» **Exercise instructions**:
Pick out and copy every line in the data below that contains the string "deck". Case counts.

» **Provided information**:
- - -

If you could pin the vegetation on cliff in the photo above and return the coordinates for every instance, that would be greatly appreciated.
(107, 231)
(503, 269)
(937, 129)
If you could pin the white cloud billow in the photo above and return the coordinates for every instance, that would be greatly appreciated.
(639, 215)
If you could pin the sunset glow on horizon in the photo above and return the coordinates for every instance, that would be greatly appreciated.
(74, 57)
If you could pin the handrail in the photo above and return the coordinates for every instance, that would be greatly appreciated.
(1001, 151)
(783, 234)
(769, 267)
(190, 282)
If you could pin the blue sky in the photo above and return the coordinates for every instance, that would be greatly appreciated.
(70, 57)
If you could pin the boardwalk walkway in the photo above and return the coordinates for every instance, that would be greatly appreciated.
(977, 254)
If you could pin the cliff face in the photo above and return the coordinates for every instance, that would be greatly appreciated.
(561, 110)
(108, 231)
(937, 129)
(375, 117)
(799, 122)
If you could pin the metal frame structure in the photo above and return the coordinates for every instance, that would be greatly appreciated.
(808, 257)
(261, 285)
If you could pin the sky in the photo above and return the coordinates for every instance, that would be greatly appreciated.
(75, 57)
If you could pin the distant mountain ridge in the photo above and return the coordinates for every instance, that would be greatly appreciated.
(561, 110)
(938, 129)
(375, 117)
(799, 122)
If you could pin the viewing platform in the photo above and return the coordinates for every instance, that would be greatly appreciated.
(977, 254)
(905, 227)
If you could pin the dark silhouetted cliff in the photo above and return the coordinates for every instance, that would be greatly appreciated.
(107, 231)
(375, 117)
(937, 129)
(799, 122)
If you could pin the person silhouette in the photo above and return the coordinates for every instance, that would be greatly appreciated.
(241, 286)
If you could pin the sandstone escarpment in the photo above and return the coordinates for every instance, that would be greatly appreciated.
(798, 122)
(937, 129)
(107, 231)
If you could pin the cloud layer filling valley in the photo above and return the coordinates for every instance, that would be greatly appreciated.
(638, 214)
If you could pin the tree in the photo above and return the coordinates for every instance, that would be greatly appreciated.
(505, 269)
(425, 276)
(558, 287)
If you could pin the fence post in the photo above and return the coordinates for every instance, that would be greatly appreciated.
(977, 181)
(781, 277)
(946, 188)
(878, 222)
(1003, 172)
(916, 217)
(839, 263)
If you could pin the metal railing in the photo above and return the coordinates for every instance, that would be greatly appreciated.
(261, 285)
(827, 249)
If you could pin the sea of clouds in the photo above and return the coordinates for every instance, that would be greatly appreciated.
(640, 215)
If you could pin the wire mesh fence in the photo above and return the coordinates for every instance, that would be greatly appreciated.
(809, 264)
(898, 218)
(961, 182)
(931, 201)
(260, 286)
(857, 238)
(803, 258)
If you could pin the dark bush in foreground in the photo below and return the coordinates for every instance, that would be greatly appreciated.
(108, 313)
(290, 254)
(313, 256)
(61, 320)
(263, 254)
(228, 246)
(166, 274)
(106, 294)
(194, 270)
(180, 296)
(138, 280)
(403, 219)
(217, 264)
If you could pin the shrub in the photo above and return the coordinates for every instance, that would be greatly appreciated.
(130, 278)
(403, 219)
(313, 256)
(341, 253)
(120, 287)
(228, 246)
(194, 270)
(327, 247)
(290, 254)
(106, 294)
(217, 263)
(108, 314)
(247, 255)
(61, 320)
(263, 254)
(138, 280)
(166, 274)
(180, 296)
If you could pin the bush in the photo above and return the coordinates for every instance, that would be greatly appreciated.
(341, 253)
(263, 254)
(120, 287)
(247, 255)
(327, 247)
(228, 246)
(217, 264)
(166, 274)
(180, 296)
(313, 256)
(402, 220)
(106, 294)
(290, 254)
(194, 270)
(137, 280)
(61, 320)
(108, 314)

- - -

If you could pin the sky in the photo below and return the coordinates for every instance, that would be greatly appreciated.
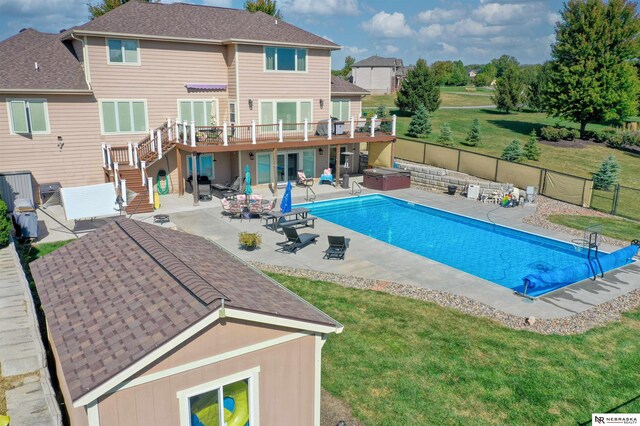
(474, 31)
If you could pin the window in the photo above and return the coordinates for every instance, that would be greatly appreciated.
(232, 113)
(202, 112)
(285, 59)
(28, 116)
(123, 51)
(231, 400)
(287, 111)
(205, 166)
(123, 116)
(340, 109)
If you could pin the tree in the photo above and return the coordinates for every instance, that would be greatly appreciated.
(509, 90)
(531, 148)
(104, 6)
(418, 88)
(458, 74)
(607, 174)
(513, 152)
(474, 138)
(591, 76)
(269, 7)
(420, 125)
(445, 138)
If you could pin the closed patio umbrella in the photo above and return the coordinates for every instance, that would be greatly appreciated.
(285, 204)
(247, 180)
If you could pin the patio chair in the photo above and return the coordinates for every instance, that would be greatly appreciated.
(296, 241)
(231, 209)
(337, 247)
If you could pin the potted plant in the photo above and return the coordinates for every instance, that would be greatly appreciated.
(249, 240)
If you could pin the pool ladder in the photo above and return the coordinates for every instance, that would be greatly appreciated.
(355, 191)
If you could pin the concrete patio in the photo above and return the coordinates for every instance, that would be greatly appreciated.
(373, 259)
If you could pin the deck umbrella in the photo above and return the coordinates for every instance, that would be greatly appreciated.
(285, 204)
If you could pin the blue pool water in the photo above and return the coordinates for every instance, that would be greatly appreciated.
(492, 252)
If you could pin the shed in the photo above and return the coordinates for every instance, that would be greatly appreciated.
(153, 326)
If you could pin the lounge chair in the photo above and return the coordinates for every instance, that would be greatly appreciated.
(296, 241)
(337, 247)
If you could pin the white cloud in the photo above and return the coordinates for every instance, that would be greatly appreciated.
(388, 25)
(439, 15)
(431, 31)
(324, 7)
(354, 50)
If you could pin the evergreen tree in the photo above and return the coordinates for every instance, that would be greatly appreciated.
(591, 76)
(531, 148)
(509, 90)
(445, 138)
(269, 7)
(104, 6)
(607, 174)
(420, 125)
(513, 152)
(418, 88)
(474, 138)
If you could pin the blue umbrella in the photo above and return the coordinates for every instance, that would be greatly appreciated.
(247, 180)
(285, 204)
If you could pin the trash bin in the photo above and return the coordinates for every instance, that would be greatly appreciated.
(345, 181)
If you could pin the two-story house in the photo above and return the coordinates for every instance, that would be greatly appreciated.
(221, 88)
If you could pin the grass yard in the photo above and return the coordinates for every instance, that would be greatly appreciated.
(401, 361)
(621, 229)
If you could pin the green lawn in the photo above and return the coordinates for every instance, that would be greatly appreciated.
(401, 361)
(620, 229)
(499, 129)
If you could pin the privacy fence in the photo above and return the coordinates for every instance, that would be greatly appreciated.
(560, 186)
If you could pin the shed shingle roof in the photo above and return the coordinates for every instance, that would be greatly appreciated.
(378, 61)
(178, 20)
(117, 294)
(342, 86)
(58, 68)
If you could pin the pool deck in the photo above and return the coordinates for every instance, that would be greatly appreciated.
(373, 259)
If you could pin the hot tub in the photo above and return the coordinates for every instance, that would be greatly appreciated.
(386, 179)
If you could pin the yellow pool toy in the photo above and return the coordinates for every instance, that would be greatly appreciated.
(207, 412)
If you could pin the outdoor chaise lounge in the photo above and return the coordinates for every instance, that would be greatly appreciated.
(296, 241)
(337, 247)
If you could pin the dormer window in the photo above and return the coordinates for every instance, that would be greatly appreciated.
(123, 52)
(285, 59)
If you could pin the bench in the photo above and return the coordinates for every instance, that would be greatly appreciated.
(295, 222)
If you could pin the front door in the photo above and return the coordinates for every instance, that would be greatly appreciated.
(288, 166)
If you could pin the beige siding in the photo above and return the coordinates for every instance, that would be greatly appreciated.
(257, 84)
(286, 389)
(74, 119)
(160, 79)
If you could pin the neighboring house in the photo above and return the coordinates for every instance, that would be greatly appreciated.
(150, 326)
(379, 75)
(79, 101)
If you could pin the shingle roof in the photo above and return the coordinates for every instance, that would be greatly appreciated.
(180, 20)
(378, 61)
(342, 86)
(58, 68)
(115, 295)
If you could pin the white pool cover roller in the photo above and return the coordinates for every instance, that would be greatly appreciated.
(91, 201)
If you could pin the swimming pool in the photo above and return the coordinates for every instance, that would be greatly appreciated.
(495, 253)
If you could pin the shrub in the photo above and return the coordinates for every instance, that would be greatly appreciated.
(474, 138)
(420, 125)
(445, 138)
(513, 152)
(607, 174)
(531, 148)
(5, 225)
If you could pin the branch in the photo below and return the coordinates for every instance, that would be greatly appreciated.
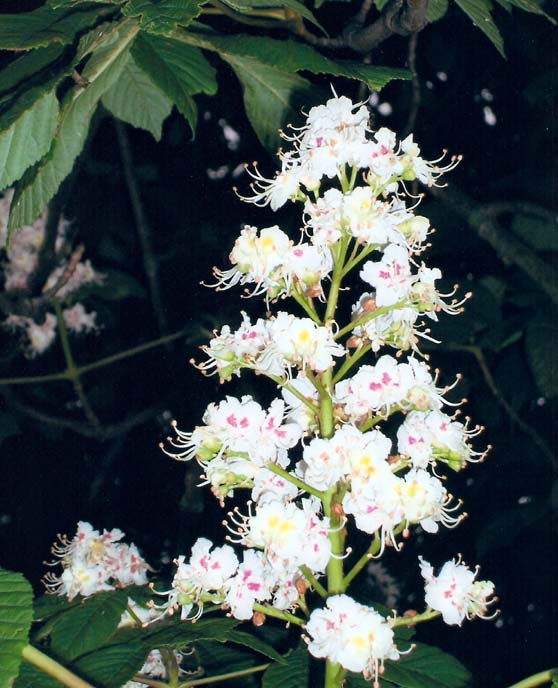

- - -

» **Task result**:
If you could pin the deck umbrella in the photo above and return the coordinates for every instance, that would be greatly appreciated.
If you could pin the pool deck in the photo above and return the coordinates for every instance, that would be greatly appreciated.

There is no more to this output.